(Boundary labeling items)
_____

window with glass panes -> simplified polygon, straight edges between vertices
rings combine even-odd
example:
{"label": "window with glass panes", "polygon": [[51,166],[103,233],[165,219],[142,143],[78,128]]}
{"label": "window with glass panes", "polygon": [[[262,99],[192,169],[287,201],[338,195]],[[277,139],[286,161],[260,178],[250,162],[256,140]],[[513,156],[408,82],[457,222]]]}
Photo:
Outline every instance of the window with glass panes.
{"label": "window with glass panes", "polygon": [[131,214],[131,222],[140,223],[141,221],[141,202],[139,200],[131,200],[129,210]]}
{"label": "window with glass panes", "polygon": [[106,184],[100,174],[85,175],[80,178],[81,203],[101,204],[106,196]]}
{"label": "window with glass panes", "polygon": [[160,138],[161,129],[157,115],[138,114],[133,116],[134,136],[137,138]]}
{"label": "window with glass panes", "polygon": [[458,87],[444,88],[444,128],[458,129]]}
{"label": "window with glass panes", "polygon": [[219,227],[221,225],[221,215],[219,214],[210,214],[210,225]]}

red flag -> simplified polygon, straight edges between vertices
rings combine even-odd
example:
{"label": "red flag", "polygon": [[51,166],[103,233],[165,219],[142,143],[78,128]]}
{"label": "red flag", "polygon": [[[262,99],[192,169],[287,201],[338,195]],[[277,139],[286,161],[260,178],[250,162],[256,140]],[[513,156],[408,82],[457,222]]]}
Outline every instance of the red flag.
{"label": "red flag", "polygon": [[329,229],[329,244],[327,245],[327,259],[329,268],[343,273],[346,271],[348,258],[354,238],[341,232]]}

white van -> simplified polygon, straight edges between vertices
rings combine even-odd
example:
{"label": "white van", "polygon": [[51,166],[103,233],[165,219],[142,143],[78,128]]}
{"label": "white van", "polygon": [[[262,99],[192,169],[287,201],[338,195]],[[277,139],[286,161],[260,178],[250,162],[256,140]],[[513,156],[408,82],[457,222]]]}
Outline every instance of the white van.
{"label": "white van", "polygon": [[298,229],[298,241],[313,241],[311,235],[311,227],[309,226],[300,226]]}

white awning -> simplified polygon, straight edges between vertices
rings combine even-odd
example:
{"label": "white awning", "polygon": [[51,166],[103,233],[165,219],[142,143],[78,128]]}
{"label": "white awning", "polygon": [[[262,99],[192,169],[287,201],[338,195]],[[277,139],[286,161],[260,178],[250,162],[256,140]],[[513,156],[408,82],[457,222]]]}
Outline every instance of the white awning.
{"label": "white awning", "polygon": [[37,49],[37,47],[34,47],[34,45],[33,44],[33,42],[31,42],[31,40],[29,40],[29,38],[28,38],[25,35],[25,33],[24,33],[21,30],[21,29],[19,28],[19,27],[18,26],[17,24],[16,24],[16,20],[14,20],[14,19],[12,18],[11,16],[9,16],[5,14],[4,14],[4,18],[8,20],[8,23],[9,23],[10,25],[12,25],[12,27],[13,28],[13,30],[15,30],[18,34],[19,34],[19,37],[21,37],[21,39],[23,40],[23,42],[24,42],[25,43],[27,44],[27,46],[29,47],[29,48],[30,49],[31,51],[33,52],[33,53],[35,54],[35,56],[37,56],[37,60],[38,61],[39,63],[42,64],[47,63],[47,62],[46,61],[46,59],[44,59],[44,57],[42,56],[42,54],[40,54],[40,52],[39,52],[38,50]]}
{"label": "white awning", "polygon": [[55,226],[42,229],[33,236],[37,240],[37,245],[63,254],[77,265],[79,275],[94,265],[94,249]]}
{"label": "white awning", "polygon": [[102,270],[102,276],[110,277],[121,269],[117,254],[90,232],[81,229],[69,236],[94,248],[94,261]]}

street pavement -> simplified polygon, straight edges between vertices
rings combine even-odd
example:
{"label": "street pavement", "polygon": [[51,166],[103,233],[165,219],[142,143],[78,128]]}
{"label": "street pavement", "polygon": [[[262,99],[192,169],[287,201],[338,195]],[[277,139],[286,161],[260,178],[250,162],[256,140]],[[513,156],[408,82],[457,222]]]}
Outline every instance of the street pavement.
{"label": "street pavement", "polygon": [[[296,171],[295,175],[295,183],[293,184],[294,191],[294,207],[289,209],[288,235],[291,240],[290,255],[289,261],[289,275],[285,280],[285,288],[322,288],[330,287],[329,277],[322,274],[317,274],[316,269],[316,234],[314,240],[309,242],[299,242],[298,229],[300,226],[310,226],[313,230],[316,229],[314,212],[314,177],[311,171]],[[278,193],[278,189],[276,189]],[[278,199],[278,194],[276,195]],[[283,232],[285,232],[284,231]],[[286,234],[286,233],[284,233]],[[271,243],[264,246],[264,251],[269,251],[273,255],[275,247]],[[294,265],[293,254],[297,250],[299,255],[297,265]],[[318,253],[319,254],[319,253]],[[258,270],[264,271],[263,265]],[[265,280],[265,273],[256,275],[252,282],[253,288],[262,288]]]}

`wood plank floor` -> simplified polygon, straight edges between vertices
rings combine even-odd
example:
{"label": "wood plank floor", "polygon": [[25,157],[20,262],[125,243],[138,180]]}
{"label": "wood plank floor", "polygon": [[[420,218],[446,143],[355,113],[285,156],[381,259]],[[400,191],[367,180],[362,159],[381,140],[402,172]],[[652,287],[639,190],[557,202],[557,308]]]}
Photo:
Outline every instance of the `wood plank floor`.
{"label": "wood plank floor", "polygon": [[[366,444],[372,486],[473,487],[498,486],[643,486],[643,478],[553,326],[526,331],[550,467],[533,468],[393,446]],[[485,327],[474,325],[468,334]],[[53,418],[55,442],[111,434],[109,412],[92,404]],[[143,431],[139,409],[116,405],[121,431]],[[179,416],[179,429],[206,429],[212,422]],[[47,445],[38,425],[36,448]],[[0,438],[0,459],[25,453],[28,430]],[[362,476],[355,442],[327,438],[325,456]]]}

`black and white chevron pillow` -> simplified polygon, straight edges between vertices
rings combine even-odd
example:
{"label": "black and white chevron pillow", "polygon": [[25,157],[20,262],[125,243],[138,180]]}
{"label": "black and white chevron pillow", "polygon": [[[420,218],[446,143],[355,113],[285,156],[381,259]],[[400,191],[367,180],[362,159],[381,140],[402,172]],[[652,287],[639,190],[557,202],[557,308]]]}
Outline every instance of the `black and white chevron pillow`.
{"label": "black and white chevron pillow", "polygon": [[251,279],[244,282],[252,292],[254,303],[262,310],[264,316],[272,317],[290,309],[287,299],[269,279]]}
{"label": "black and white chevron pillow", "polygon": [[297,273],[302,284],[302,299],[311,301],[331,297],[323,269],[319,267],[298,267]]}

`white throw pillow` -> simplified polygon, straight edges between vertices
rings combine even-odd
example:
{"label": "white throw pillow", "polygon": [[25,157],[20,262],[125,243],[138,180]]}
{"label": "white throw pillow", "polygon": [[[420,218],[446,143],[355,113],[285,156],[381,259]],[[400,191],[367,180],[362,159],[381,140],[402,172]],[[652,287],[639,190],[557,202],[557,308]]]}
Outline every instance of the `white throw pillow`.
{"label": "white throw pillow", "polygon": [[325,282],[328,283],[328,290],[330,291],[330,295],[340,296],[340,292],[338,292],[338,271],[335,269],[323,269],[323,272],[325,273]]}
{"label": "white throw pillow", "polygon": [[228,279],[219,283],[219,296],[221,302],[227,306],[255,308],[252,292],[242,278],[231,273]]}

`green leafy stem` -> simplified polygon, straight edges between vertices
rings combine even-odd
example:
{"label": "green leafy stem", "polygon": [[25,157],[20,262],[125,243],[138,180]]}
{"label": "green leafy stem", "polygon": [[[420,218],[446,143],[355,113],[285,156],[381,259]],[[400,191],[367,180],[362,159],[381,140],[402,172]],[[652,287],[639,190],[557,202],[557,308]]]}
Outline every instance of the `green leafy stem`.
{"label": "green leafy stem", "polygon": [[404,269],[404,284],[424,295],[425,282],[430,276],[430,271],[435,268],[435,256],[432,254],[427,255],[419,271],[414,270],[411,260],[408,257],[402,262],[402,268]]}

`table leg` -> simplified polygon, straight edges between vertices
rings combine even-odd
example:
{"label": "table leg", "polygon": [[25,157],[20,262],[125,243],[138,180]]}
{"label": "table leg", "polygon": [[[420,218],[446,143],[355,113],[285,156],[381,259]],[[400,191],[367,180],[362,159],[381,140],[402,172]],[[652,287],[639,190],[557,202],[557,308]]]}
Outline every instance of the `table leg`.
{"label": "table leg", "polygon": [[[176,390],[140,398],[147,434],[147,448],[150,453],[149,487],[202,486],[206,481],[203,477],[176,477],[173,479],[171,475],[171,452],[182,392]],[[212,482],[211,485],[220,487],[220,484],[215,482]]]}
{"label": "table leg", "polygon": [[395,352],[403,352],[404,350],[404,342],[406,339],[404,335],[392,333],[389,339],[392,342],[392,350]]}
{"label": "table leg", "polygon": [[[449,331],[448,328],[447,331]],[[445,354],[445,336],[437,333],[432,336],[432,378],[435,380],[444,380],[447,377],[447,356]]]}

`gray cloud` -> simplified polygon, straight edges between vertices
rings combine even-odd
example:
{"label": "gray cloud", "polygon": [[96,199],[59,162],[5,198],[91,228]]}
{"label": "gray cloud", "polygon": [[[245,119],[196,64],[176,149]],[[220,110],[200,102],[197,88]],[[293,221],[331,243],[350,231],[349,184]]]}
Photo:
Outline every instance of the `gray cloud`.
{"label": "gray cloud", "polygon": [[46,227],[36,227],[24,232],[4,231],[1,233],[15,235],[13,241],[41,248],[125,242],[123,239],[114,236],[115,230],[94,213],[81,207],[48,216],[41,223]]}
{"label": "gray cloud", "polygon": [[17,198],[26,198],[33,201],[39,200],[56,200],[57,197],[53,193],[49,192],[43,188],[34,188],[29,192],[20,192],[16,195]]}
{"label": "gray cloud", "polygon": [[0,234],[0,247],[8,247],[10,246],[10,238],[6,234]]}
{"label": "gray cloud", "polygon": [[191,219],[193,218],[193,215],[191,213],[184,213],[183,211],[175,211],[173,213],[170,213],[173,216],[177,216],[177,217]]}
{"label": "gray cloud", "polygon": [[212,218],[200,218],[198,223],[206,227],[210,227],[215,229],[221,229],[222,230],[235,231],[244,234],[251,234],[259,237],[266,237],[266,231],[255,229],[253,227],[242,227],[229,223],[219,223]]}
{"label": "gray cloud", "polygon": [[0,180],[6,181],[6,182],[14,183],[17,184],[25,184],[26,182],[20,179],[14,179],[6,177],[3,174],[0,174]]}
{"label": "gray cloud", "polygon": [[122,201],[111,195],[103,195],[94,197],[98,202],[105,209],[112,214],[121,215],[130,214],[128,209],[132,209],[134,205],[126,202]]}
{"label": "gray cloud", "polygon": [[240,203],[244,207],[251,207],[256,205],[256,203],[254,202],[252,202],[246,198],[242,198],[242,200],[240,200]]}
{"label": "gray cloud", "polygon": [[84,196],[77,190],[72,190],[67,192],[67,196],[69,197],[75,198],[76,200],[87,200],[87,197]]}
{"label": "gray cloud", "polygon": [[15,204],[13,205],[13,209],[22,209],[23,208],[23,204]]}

_____

(Goal)
Select every line of the data above that contains the word "green", and copy those lines.

(Result)
`green leafy stem` -> simplified polygon, straight edges between vertices
{"label": "green leafy stem", "polygon": [[25,157],[20,262],[125,243],[138,180]]}
{"label": "green leafy stem", "polygon": [[[420,218],[446,143],[355,113],[285,156],[381,259]],[[400,191],[367,180],[362,159],[381,140],[402,172]],[[652,287],[639,190],[557,202],[557,308]]]}
Outline every instance of the `green leafy stem`.
{"label": "green leafy stem", "polygon": [[404,269],[404,284],[424,295],[425,282],[430,276],[430,271],[435,268],[435,256],[432,254],[427,255],[419,271],[414,270],[411,260],[408,257],[402,262],[402,268]]}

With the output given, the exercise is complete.